*** Material provided ***

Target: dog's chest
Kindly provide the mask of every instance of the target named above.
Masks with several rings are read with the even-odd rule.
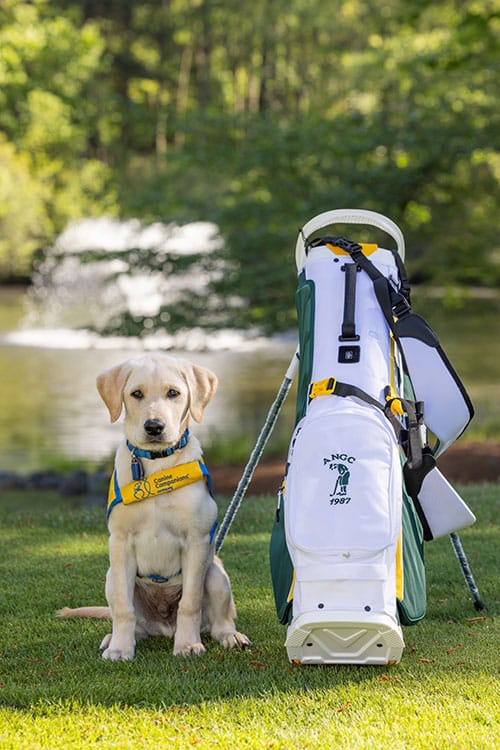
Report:
[[[190,540],[199,542],[205,537],[208,545],[217,506],[201,483],[195,492],[193,489],[180,489],[140,504],[142,512],[133,533],[140,575],[172,576],[180,570],[182,552]]]
[[[139,575],[176,573],[181,565],[181,552],[186,530],[174,509],[158,508],[151,504],[142,523],[134,533],[134,548]]]

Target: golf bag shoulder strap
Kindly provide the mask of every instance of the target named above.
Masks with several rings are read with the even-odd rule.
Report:
[[[422,463],[420,428],[423,424],[423,404],[401,396],[392,396],[389,386],[385,395],[386,403],[383,405],[362,388],[350,383],[341,383],[333,377],[311,383],[309,387],[309,403],[318,396],[340,396],[341,398],[352,396],[379,409],[391,423],[398,442],[404,448],[408,468],[417,469]],[[406,427],[398,419],[397,415],[400,414],[406,416]]]
[[[307,247],[318,247],[320,245],[327,245],[338,247],[345,253],[351,256],[352,260],[365,271],[367,276],[373,281],[375,294],[379,305],[384,313],[389,328],[394,333],[394,319],[393,314],[396,317],[401,317],[405,312],[410,311],[410,285],[408,282],[408,276],[404,267],[403,260],[399,253],[393,253],[395,263],[398,268],[398,274],[400,277],[401,291],[396,289],[387,279],[383,273],[371,262],[367,255],[363,252],[363,246],[359,242],[353,242],[345,237],[320,237],[313,240]],[[378,283],[377,283],[378,282]],[[386,291],[387,290],[387,291]]]
[[[363,391],[355,385],[350,385],[349,383],[341,383],[336,378],[317,380],[316,382],[311,383],[309,387],[309,401],[318,396],[333,395],[342,396],[343,398],[354,396],[355,398],[359,398],[362,401],[375,406],[377,409],[384,411],[382,404],[377,401],[376,398],[372,398],[372,396],[366,393],[366,391]]]
[[[398,345],[403,369],[417,398],[425,402],[425,423],[437,438],[434,452],[439,455],[465,430],[474,416],[474,407],[438,337],[427,321],[411,309],[402,259],[394,254],[400,277],[396,284],[381,273],[359,243],[345,237],[323,237],[315,239],[308,249],[319,245],[341,248],[371,279],[381,312]]]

*** End of Material provided ***

** Instructions to follow **
Before copying, set the pictures aside; then give the records again exactly.

** Result of the exercise **
Target: dog's chest
Kindly provide the mask of every instance of the target named above.
Masks with several rings are read with the even-odd rule.
Report:
[[[190,540],[199,542],[205,537],[208,545],[217,506],[201,483],[195,492],[193,489],[180,489],[140,504],[142,512],[133,533],[140,575],[172,576],[180,570],[182,552]]]
[[[139,575],[176,573],[181,565],[181,552],[186,530],[174,509],[158,508],[151,504],[142,523],[134,533],[134,548]]]

Target: golf bag shoulder strap
Kindly provide the mask of every instance of the target named above.
Masks with several rings are read with the even-odd rule.
Report:
[[[422,463],[420,428],[423,424],[423,404],[401,396],[392,396],[389,386],[385,395],[386,403],[383,405],[362,388],[350,383],[341,383],[333,377],[311,383],[309,387],[309,403],[318,396],[340,396],[341,398],[352,396],[379,409],[391,423],[398,442],[404,448],[408,468],[417,469]],[[406,427],[398,419],[397,415],[400,414],[406,416]]]
[[[307,247],[318,247],[320,245],[327,245],[338,247],[345,253],[351,256],[352,260],[365,271],[367,276],[373,281],[375,294],[379,305],[384,313],[389,328],[394,333],[394,319],[393,314],[396,317],[401,317],[405,312],[410,311],[410,285],[408,282],[408,276],[404,267],[403,260],[399,253],[393,253],[395,263],[398,268],[398,274],[400,277],[401,291],[396,289],[387,279],[383,273],[371,262],[367,255],[363,252],[363,246],[359,242],[353,242],[345,237],[320,237],[313,240]],[[378,283],[377,283],[378,282]],[[386,291],[387,290],[387,291]]]
[[[363,391],[355,385],[350,385],[349,383],[341,383],[336,378],[317,380],[316,382],[311,383],[309,387],[309,401],[318,396],[333,395],[342,396],[343,398],[354,396],[355,398],[359,398],[362,401],[375,406],[377,409],[384,411],[382,404],[377,401],[376,398],[372,398],[372,396],[366,393],[366,391]]]
[[[398,345],[403,369],[417,398],[425,402],[425,423],[437,438],[434,452],[439,455],[465,430],[474,416],[474,407],[438,337],[427,321],[411,309],[402,259],[394,254],[400,277],[396,284],[381,273],[359,243],[345,237],[323,237],[315,239],[308,249],[319,245],[341,248],[371,279],[381,312]]]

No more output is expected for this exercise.